▸ Task
Quote the lines below exactly, from the one that holds "the snow along" through the final line of the records, and only those.

::: Dataset content

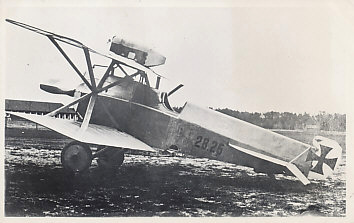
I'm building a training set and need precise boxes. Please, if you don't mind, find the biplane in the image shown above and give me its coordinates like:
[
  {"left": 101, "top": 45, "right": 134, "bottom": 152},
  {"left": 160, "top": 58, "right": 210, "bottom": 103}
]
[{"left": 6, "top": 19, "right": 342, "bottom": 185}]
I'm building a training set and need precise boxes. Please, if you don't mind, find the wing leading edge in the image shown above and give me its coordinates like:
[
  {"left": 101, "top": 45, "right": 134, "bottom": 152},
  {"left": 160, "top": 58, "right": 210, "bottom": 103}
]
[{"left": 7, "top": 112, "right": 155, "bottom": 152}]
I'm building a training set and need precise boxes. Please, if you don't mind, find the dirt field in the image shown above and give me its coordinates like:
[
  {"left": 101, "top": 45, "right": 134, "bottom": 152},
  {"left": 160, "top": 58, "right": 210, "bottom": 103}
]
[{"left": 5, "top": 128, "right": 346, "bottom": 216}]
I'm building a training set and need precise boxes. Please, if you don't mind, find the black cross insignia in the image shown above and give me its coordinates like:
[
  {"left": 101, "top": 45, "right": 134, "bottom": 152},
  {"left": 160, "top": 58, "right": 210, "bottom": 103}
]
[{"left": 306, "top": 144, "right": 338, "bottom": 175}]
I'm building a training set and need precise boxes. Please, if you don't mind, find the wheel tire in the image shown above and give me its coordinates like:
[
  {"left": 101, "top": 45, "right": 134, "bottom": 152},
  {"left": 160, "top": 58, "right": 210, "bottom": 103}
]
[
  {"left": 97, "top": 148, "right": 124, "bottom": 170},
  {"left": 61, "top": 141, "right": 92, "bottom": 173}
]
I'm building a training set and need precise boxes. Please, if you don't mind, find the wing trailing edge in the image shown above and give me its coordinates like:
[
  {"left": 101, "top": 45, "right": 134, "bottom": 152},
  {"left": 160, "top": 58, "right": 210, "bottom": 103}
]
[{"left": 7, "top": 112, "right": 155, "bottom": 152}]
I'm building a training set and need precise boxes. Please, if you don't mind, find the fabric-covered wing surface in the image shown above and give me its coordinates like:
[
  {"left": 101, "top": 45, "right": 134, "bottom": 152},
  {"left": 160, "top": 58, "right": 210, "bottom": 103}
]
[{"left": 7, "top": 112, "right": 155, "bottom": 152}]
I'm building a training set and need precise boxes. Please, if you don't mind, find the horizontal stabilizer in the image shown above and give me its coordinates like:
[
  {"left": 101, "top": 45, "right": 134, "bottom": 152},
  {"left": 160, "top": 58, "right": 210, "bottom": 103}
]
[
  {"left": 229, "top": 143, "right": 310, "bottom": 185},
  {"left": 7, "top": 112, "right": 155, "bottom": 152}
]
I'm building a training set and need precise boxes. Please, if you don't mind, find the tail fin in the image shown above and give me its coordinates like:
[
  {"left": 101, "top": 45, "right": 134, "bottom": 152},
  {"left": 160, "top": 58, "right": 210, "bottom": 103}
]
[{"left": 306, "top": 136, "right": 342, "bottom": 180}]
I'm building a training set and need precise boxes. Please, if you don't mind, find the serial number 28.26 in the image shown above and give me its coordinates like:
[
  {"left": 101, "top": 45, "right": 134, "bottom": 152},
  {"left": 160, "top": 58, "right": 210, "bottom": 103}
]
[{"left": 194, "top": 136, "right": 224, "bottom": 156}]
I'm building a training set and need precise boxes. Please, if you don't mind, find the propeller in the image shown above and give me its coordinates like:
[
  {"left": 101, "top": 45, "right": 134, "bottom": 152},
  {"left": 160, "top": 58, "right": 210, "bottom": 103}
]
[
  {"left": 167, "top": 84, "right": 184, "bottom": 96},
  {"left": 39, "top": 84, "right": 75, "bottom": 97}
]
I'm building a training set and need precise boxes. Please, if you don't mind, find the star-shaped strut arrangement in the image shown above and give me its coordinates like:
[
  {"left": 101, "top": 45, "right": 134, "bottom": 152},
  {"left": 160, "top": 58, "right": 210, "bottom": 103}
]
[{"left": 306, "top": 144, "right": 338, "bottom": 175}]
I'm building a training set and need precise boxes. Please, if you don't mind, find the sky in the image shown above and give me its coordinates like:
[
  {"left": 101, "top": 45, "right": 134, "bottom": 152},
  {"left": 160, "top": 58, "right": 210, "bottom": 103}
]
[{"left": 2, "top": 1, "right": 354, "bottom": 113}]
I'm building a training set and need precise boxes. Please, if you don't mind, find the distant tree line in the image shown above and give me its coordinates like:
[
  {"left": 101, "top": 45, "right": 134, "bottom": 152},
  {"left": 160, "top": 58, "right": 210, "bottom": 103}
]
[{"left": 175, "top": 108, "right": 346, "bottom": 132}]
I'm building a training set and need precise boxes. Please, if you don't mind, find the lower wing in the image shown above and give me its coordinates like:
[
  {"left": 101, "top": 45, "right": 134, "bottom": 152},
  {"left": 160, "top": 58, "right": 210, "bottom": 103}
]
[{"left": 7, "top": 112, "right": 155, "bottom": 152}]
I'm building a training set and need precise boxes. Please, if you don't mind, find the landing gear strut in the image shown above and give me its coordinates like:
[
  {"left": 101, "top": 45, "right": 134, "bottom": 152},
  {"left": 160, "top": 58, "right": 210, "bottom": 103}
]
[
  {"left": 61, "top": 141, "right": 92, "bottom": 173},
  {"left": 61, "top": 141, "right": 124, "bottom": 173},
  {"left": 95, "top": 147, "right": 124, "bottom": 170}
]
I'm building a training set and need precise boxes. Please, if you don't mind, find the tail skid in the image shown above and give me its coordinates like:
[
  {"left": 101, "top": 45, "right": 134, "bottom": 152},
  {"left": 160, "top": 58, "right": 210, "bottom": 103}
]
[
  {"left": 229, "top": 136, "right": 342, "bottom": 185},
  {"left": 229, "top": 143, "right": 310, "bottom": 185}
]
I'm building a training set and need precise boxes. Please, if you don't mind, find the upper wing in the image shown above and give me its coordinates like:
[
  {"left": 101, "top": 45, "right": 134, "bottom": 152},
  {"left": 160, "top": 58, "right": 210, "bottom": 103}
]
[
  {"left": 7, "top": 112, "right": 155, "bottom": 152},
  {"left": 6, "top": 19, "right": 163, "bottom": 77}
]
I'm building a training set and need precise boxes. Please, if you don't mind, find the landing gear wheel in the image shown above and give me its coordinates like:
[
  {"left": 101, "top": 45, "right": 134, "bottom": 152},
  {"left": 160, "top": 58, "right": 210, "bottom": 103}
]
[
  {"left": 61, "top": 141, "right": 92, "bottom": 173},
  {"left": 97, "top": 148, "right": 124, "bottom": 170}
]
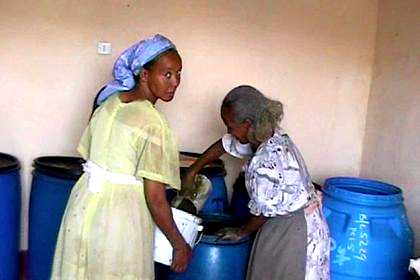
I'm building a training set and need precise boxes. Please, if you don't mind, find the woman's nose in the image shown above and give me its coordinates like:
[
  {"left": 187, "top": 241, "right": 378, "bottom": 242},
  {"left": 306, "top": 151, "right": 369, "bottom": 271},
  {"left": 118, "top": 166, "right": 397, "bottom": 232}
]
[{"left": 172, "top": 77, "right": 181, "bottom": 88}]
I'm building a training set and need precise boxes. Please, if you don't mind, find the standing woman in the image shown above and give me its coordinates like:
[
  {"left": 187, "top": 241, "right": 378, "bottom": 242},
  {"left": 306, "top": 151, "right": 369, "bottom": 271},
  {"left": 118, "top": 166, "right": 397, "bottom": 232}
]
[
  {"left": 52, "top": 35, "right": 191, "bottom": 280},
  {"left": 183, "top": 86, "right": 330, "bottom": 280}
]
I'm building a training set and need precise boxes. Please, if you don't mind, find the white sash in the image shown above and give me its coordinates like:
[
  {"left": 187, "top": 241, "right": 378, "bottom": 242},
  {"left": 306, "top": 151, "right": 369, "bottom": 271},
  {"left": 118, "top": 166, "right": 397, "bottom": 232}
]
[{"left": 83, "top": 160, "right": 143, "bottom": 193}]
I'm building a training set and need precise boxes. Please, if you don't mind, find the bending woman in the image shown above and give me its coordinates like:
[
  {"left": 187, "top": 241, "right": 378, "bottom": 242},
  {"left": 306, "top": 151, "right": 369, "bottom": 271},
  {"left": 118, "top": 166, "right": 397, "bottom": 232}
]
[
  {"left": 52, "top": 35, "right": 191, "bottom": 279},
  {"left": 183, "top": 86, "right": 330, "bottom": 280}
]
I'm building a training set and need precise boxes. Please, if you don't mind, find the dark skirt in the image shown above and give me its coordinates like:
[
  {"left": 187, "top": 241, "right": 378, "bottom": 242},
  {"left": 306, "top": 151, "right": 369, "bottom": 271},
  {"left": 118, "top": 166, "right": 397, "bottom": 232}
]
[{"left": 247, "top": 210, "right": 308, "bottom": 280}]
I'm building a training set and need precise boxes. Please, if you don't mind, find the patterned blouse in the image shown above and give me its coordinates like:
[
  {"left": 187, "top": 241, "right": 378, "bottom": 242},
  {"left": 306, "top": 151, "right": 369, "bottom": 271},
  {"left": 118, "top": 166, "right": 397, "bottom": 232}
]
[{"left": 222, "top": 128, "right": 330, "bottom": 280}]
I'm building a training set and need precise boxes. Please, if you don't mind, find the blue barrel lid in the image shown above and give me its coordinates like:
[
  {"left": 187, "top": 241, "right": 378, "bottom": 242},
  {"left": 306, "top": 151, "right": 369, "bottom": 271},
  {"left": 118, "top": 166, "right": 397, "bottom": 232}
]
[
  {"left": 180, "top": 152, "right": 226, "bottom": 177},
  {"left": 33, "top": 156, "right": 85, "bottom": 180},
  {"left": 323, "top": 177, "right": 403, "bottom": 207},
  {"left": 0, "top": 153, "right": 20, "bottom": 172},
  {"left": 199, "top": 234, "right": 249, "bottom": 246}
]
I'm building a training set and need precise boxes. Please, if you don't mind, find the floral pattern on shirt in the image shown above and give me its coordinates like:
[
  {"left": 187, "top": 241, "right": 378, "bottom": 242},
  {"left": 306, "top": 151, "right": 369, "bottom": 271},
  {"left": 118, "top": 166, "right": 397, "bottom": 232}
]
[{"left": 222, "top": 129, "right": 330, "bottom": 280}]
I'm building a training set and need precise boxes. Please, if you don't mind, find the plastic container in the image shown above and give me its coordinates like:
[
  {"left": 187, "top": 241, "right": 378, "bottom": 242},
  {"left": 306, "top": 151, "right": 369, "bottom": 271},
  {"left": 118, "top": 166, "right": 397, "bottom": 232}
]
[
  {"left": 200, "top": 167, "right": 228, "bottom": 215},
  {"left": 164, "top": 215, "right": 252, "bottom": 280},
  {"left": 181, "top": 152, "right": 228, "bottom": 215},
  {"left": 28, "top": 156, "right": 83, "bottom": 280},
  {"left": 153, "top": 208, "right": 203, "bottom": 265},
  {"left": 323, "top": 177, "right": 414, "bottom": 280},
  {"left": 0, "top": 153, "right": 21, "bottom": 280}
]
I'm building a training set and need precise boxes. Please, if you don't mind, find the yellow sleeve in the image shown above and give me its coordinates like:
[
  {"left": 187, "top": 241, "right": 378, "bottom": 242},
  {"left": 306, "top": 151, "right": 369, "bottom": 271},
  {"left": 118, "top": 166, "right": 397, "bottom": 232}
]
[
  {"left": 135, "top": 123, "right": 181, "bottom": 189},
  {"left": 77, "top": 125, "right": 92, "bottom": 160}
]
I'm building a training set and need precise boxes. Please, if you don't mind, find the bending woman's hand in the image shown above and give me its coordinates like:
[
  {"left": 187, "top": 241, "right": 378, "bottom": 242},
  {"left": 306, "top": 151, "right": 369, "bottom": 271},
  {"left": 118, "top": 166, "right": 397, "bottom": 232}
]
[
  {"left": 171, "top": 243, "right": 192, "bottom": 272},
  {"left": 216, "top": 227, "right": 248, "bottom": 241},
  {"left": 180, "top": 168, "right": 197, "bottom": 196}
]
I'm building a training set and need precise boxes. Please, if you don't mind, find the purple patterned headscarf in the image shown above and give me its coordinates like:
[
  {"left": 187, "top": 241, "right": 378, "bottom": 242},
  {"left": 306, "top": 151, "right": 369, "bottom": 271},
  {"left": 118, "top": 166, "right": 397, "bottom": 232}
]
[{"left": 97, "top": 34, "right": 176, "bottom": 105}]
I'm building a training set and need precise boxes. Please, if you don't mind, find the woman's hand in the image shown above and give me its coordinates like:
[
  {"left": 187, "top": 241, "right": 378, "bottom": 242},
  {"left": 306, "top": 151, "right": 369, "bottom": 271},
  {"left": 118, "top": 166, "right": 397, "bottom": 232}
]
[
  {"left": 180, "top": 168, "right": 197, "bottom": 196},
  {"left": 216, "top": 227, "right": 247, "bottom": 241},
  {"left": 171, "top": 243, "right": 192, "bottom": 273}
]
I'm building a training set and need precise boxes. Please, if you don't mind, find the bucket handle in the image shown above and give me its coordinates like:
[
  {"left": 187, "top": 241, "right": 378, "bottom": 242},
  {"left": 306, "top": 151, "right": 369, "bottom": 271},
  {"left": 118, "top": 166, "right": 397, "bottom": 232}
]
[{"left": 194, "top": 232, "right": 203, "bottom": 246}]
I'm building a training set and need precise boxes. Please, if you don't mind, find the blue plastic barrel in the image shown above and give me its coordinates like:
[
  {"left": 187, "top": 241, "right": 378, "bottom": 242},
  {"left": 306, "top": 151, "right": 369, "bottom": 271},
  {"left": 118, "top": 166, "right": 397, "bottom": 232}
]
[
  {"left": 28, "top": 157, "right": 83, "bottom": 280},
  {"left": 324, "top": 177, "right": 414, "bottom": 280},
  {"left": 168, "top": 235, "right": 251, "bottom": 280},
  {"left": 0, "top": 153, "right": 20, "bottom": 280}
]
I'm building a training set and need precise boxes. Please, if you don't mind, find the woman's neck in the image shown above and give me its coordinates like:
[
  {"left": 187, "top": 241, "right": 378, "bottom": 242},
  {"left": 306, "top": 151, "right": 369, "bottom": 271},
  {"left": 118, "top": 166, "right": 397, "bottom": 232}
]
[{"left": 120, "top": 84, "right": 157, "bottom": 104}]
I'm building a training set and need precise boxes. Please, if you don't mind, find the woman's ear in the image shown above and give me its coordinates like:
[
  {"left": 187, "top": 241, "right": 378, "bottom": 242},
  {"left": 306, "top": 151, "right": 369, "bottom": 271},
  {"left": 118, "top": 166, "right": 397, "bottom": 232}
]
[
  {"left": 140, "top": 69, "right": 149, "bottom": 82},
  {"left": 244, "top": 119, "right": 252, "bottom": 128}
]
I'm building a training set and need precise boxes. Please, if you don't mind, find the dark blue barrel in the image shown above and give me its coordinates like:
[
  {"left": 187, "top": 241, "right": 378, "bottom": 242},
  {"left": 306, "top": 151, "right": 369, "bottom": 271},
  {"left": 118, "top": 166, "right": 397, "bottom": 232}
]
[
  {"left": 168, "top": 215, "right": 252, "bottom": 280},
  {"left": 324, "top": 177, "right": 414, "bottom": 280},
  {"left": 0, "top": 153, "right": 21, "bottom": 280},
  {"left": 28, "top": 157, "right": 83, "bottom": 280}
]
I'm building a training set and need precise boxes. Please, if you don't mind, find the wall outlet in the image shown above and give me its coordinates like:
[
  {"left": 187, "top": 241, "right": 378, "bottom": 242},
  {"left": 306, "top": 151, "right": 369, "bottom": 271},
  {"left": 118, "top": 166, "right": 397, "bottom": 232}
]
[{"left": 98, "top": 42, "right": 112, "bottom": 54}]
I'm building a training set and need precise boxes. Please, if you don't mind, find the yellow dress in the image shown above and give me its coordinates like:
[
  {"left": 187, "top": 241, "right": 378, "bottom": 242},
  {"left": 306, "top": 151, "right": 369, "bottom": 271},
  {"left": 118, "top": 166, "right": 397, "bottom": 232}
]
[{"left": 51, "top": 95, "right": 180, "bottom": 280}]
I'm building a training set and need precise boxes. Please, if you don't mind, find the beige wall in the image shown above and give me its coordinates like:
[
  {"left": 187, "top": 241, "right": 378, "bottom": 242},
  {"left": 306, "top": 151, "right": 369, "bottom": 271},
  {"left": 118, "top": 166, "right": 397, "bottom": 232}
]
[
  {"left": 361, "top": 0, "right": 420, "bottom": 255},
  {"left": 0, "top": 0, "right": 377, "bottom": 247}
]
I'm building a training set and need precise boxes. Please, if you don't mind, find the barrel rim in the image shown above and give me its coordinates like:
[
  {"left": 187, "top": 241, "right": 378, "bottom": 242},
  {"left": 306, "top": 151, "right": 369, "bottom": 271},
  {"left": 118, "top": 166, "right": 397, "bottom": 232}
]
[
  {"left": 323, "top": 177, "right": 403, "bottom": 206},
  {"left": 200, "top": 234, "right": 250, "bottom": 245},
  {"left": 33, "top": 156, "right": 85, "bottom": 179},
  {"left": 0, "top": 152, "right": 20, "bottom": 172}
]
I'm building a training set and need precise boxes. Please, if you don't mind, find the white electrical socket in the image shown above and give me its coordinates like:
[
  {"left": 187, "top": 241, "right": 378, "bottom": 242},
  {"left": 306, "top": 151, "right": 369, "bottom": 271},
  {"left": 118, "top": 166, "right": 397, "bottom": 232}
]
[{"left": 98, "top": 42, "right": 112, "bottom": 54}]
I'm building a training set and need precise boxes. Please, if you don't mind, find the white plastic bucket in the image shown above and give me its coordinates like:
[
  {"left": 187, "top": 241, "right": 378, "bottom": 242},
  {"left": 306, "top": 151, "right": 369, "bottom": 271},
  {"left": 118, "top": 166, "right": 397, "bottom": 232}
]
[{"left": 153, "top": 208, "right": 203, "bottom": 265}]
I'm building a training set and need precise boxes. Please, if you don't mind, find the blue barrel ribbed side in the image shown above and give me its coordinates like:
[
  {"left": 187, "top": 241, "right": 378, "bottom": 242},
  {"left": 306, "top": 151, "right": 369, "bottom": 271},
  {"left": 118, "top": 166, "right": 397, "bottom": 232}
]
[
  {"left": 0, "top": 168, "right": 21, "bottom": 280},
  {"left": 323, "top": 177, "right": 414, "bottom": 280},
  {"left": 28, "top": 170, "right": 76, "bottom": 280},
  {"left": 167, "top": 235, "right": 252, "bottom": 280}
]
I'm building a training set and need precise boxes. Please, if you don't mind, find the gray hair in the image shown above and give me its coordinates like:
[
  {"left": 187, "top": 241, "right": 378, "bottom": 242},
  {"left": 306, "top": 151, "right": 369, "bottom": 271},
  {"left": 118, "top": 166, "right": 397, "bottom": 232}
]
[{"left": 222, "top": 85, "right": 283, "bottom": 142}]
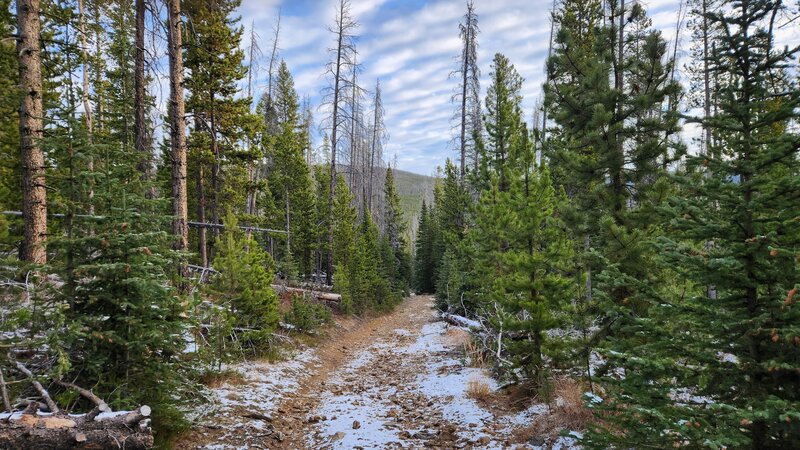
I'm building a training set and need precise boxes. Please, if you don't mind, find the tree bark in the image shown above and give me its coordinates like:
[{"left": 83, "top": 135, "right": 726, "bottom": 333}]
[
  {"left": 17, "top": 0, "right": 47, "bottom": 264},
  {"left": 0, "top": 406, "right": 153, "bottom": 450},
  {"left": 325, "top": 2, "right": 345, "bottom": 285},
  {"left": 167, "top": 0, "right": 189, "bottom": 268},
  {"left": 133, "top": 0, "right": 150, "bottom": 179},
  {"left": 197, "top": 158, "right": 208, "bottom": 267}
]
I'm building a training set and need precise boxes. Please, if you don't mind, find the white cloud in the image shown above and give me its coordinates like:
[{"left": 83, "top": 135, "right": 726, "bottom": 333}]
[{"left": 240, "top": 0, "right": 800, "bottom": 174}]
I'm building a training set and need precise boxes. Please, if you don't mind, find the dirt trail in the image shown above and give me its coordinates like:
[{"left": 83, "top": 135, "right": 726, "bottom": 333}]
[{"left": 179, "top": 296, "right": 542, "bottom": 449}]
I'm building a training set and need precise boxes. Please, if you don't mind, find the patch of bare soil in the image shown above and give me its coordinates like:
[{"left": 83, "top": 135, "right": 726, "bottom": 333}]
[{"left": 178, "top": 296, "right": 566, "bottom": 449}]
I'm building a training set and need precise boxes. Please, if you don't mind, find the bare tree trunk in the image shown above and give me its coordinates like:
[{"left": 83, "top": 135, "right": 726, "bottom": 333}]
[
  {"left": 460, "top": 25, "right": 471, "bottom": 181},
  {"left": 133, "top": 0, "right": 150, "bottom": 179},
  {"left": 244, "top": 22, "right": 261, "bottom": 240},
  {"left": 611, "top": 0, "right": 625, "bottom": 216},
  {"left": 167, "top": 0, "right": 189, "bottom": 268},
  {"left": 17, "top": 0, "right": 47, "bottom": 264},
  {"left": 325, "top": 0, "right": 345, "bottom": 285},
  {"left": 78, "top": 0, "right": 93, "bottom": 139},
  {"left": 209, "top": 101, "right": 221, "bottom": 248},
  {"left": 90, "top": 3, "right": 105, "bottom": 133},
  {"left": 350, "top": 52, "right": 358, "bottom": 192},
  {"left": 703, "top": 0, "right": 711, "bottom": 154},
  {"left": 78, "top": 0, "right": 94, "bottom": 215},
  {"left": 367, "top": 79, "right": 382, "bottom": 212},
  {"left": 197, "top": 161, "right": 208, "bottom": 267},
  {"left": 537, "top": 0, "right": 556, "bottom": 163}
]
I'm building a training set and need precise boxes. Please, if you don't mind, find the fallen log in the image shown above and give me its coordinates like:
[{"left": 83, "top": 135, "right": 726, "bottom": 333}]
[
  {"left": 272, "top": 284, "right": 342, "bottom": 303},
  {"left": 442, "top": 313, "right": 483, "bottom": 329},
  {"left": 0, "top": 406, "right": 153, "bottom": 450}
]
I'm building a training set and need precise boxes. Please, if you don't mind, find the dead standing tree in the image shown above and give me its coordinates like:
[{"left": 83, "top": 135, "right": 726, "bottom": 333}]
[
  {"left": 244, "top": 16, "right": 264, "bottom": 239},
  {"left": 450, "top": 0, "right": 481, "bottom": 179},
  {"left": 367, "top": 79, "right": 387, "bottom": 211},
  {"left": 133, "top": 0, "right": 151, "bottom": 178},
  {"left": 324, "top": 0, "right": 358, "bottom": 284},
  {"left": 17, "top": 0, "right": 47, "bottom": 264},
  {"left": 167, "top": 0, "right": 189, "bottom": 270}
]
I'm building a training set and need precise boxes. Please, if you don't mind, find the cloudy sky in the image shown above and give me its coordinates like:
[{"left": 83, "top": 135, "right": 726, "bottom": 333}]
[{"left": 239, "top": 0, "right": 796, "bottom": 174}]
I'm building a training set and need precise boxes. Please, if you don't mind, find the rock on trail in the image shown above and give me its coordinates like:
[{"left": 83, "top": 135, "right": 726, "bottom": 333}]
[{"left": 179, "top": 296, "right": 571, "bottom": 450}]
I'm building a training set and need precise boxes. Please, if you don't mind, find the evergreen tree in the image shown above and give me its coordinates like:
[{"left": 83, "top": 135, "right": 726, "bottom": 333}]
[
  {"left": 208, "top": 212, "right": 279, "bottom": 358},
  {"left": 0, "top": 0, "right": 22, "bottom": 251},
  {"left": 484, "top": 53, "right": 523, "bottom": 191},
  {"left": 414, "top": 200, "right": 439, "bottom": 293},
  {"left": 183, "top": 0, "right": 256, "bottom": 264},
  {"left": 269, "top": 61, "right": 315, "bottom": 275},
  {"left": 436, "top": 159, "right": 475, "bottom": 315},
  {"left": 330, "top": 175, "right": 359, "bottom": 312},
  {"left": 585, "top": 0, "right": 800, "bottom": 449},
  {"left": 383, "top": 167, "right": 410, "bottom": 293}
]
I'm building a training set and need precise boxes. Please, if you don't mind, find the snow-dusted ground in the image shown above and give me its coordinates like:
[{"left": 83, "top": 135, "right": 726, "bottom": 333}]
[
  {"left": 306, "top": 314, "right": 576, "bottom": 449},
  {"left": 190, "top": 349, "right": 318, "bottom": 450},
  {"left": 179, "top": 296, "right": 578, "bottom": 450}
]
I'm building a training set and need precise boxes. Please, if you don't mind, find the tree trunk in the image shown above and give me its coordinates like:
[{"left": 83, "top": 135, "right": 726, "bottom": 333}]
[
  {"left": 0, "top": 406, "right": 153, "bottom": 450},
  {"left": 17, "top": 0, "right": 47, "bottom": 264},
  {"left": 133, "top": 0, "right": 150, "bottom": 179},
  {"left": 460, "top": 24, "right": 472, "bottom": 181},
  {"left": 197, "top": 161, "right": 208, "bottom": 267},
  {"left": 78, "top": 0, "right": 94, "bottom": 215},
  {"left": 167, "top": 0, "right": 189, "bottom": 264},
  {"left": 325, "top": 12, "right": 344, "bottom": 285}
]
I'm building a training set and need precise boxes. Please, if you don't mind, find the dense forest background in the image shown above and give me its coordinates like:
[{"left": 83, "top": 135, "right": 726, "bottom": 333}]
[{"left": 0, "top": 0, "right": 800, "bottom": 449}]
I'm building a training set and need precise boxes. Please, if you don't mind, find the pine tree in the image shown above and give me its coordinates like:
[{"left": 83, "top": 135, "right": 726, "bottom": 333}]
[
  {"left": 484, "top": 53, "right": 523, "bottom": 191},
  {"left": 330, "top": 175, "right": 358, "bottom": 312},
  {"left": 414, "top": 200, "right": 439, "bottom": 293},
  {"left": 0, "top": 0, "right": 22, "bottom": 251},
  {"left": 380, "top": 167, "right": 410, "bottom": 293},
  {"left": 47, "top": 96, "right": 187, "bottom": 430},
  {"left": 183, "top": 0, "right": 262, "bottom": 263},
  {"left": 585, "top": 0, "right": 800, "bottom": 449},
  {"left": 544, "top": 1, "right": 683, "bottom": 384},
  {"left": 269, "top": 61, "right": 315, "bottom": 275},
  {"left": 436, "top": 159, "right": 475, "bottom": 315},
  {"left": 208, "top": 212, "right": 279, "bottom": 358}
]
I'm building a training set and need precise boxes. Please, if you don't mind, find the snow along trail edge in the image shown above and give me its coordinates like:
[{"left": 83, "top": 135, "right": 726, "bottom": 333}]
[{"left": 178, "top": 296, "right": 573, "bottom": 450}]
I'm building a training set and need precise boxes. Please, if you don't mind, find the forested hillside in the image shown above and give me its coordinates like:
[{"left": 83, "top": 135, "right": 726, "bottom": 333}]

::::::

▸ The result
I'm building a training set and need precise boxes. Please, if you don't mind, find the snow along trail edge in the image shown above and give me its coordinates like:
[{"left": 83, "top": 135, "right": 726, "bottom": 333}]
[{"left": 178, "top": 296, "right": 573, "bottom": 450}]
I'm building a training set and need precise boxes. Please, if you don't mind, find the forested hillside in the image shown above and give me its coordinates like:
[{"left": 83, "top": 135, "right": 726, "bottom": 333}]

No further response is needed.